> What to do: All of the data below is to be output exactly as written.

> Data supplied:

○ ○ ○ ○ ○

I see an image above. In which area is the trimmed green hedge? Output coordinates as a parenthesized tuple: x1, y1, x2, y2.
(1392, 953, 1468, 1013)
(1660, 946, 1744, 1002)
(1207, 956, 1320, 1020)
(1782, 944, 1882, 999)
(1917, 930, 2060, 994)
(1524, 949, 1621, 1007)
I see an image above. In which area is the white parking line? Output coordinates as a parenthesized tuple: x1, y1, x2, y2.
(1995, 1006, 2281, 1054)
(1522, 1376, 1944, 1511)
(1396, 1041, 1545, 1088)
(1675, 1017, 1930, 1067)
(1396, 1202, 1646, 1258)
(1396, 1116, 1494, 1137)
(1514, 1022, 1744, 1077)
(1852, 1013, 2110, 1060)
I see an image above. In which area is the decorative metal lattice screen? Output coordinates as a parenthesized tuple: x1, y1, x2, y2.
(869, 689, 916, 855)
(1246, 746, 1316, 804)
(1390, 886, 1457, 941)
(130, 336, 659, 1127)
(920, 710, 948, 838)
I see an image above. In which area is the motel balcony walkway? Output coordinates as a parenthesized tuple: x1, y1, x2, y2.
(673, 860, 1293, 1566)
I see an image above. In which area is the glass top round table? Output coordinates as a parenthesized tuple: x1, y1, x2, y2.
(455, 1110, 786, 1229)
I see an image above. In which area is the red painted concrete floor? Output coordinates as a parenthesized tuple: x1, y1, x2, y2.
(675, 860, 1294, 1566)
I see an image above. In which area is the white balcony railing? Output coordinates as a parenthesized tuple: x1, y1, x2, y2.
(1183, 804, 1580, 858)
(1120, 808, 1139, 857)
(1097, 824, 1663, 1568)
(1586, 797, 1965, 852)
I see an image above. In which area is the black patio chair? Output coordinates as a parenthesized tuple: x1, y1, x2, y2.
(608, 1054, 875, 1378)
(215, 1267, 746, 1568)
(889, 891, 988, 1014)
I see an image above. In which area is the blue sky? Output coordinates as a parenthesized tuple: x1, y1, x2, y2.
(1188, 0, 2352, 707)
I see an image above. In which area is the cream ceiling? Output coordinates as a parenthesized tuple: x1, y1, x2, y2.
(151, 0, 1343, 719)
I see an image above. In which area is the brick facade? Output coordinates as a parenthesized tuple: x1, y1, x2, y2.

○ ○ ○ ○ ○

> The completed task:
I see an image above. In which area is the trimmed green hedge? Output coordinates as a parenthesized tuple: x1, y1, x2, y2.
(1392, 953, 1468, 1013)
(1660, 946, 1744, 1002)
(1207, 956, 1320, 1020)
(1782, 944, 1882, 999)
(1917, 930, 2060, 994)
(1524, 949, 1621, 1007)
I see an image above. In which area is the white parking line? Output coordinates as a parenthesized tuple: x1, y1, x2, y2.
(1995, 1006, 2281, 1054)
(1522, 1376, 1944, 1511)
(1396, 1041, 1545, 1088)
(1675, 1017, 1930, 1067)
(1396, 1202, 1646, 1258)
(1396, 1116, 1494, 1137)
(1514, 1022, 1744, 1077)
(1852, 1013, 2110, 1060)
I see an image above. In which area is the decorative metal lattice screen? Output coordinates as a parenthesized tuple: x1, y1, x2, y2.
(869, 689, 916, 855)
(1246, 746, 1316, 804)
(1390, 886, 1457, 941)
(130, 336, 659, 1127)
(920, 710, 948, 838)
I see an image above. In which area is the motel balcony walkway? Output coordinates as a parenthesized tuple: x1, y1, x2, y2.
(673, 860, 1293, 1566)
I see an image above. In which area is the glass top round table? Output coordinates as a parenthesized tuple: x1, y1, x2, y2.
(455, 1110, 786, 1229)
I see an image above. In which area is the red painted concrete floor? Output coordinates as a parenthesized tuple: x1, y1, x2, y2.
(675, 860, 1294, 1566)
I see an image above. In which area is the white balcony railing? Output coordinates as a parenthesized tuple: x1, y1, x2, y2.
(1183, 804, 1580, 858)
(1120, 808, 1139, 857)
(1097, 824, 1663, 1568)
(1586, 797, 1965, 852)
I see an image above. In which area is the black patio chair? Output coordinates as a parenthesized tuple: x1, y1, x2, y2.
(608, 1054, 875, 1378)
(215, 1267, 746, 1568)
(889, 891, 988, 1014)
I see an image above. In which area is the blue sky? Output coordinates as a parenthesized tuple: x1, y1, x2, y2.
(1188, 0, 2352, 707)
I see an image above. In which area is the cream ceiling? Output coordinates as a parenthesized tuple: x1, y1, x2, y2.
(151, 0, 1343, 719)
I see an image above. In which area is the brick facade? Output coordinates as a parenthesized tuple: x1, y1, x2, y2.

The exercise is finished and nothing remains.